◆ **EXCERPT PROVIDED**:
Being Single: The Joys Of Solitude
November 29th, 2006, 1:13 am by Priya Florence Shah
Filed under Attraction, Self-Awareness, Empowering Women, Healing, Love, Self-Love, Happiness, My Life, Spirituality, Relationships, Self-Improvement, Attitude, Personal Growth, Experiences, Thoughts
This article by Joie Davidow, describing the advantages of the single life, for women who are blissfully single by choice, literally took the words out of my mouth. She describes the way I think, feel and live my life, almost exactly as if I wrote it myself.
…the advantages of unmarried life seem perfectly obvious to me: I never have to do anything to accommodate the “other.” I cook dinner if and when I feel like eating it, and only if I’m in the mood to cook.
I stretch out all over my queen-sized bed. If I wake up in a good mood, I don’t have to contend with someone who wakes up in a bad one — and vice versa.
It’s nobody’s business but mine if I spend too much money on clothes or makeup. I don’t have to put up with anybody’s boring friends or annoying relatives, or listen to the football game blaring from the den.
If I decide I’d like to vacation in Mexico, I just do it. I could go on for pages without exhausting the list of petty annoyances inherent in a good marriage, without even beginning to address the miseries of a bad one.
Oooh, love all that! But one thing I appreciate most about being single is not having to clean up after another person, and being able to find things exactly where I left them when I get back home.

Whether or not you can be happily single boils down in part to how you regard solitude, notes psychologist and relationship guru, Dr. Michael Broder. Ah, the bliss of solitude! That supremely, self-indulgent state of aloneness.

◆ **RECORDS**:
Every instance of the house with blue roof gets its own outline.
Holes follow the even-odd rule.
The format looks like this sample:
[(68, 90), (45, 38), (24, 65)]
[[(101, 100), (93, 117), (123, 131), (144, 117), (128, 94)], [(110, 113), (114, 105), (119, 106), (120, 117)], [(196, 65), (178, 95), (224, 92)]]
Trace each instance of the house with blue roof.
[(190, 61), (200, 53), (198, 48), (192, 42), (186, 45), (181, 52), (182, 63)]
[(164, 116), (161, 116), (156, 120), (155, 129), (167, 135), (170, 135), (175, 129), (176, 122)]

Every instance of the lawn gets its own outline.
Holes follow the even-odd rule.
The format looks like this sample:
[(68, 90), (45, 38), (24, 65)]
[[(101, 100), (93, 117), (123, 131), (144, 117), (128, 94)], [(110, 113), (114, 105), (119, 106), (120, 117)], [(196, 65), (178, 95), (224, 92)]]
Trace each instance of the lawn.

---

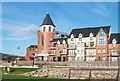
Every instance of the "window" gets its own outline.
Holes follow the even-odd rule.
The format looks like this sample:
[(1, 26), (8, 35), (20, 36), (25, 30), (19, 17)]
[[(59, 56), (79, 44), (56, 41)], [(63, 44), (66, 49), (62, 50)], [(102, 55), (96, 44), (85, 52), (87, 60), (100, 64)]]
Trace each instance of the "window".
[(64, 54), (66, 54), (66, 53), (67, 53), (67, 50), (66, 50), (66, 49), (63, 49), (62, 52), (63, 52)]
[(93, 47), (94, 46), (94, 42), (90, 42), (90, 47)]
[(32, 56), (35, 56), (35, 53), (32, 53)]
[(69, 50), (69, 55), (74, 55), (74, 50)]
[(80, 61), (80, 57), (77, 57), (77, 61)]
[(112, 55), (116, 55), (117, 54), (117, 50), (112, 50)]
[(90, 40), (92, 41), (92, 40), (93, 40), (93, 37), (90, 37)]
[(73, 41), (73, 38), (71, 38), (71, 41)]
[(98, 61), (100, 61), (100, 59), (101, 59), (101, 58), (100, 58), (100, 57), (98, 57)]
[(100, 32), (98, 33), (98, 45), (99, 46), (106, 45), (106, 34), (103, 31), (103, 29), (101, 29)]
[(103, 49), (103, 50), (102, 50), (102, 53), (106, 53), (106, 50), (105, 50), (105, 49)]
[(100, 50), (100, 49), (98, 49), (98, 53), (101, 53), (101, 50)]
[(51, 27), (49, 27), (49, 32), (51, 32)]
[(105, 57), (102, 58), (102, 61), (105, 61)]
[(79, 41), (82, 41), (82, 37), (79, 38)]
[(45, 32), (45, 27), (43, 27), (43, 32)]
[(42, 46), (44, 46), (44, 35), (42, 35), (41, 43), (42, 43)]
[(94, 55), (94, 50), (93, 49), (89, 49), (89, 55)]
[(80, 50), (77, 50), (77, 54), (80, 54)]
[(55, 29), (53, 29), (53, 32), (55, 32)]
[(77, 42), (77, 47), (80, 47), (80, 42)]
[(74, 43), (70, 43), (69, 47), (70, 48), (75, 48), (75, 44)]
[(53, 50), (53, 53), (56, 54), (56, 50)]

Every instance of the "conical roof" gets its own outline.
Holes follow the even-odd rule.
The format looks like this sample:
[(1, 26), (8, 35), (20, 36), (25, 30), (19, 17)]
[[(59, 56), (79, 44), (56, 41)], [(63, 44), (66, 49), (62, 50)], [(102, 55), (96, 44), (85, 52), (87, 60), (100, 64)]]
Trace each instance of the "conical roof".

◆ **TASK LIST**:
A) In the blog post about the joys of being single, which psychologist says that being happily single depends partly on how you regard solitude?
B) Name every person in the blog post about the joys of being single.
C) Pick up the blog post about the joys of being single right after its last sentence and continue it.

◆ **OUTPUTS BY TASK**:
A) Dr. Michael Broder

B) Priya Florence Shah, Joie Davidow, Dr. Michael Broder

C)
“People who are not happily single turn solitude into loneliness,” Broder says. That and self-loathing are the main emotional issues in being single if you’re the type who has a hard time living life without a mate.
If you find yourself single and struggling with loneliness, Broder encourages you to learn to enjoy your solitude — it is after all a precious thing — and to reject the clichés about being on your own.
My own battle with loneliness ended the moment I decided to transform my relationship with myself. To be my own best friend, and accept myself as perfect, whole and complete - just the way I am. Perhaps you’re meant to be single, or meet someone later in life. Either way, says Dr. Broder, it’s healthy to have had a lot of alone time in which you’ve developed some independence.
If you do eventually find a mate and give up the single life, the lessons you learn from solitude - to be independent, to enjoy your own company, have your own goals, your own friends, and give your mate his space, will ultimately allow you to bring more to a relationship and make it healthier in the long run.
But, the most beautiful thoughts on a healthy togetherness and marriage were penned by Kahlil Gibran, when he wrote that:
You were born together, and together you shall be forevermore.
You shall be together when white wings of death scatter your days.
Aye, you shall be together even in the silent memory of God.
But let there be spaces in your togetherness,
And let the winds of the heavens dance between you.
Love one another but make not a bond of love:
Let it rather be a moving sea between the shores of your souls.
Fill each other’s cup but drink not from one cup.
Give one another of your bread but eat not from the same loaf.
Sing and dance together and be joyous, but let each one of you be alone,
Even as the strings of a lute are alone though they quiver with the same music.
Give your hearts, but not into each other’s keeping.
For only the hand of Life can contain your hearts.
And stand together, yet not too near together:
For the pillars of the temple stand apart,
And the oak tree and the cypress grow not in each other’s shadow.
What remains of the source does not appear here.